→ **TESTO DELLA PAGINA**:
==========

Lenin, Sun Yat Sen e Viktor Orban
Il ciclo nazionalista borghese europeo, apertosi convenzionalmente con la crisi del 2008 ed acuitosi con l’ascesa di Donald Trump alla presidenza statunitense volge adesso in uno stato di stagnazione dovuto a molteplici sviluppi. La rincorsa alle elezioni europee del 2019, l’attesa per gli sviluppi delle partite commerciali Usa-UE Usa-Cina e lo stallo tra Regno Unito ed Unione Europea hanno messo in sospensione il processo di strutturazione dell’Europa burocratica contro gli Stati Uniti.

==========

→ **MATERIALE**:

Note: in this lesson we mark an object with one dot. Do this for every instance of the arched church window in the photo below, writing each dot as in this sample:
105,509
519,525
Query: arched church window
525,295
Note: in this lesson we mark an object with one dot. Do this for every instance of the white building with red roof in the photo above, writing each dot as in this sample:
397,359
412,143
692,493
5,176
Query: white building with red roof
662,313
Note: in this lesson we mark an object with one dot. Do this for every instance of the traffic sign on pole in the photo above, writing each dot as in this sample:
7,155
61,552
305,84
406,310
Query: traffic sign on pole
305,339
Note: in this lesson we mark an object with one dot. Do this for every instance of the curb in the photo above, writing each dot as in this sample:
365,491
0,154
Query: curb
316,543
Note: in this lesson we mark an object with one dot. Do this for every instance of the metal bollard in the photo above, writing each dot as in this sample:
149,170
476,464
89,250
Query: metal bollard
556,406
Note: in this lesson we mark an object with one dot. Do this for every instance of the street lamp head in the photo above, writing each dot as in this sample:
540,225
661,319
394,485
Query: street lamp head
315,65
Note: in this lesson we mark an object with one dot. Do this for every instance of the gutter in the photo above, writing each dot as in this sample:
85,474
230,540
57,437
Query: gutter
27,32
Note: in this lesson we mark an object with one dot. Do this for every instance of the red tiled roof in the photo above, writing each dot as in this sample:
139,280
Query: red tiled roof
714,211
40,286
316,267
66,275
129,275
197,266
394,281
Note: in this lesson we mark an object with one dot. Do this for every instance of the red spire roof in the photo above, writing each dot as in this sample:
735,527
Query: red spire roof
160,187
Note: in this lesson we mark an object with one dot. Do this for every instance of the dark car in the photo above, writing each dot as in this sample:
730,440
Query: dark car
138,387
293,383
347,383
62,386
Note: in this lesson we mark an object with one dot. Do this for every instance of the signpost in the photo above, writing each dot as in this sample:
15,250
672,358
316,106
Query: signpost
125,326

==========

→ **BREVE ESERCIZIO A**: Indica se ciascuna affermazione concorda con il testo sul ciclo nazionalista borghese europeo. Rispondi sì o no e cita le parole decisive del testo: (i) il ciclo si è aperto convenzionalmente con la crisi del 2008; (ii) il ciclo si trova ora in una fase di espansione; (iii) lo stallo riguarda Regno Unito e Unione Europea.
→ **BREVE ESERCIZIO B**: Prosegui il testo sul ciclo nazionalista borghese europeo a partire dalla sua ultima frase.
Il materiale proviene da un'altra fonte.

→ **RISULTATO ATTESO A**:
(i) Sì: «apertosi convenzionalmente con la crisi del 2008».
(ii) No: «volge adesso in uno stato di stagnazione».
(iii) Sì: «lo stallo tra Regno Unito ed Unione Europea».

→ **RISULTATO ATTESO B**:
In questo contesto abbondano le sortite nel campo avversario, tese soprattutto alla effettiva valutazione della reattività altrui. In tal senso i desiderata di Steve Bannon ed i progetti di Viktor Orban si raccolgono attorno ad un progetto ormai palese di decostruzione delle burocrazie europee da parte di alcuni attori ad una volta populisti, antieuropei e liberisti. La proposta di Orban è meritevole d’esser vista da vicino, non tanto per la sua coerenza, che è pari a zero essendo il paese due volte strozzato da EU e NATO, ma per rimarcare come l’opposizione al progetto paneuropeo si nutra di un anticapitalismo di destra che non ha alcun ruolo effettivo nella realtà.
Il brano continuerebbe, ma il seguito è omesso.